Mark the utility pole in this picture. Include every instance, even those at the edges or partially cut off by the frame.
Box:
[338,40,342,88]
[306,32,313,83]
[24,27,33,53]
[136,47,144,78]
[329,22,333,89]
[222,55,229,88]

· · · · ·

Can you copy out every one of the records above, word for word and line for line, without changing anything?

Mark the utility pole in this picture. Include every instance, even those at the edges or partially cut off by the frame.
Box:
[338,40,342,88]
[306,32,313,83]
[24,27,33,53]
[136,47,144,78]
[329,22,333,89]
[222,55,229,88]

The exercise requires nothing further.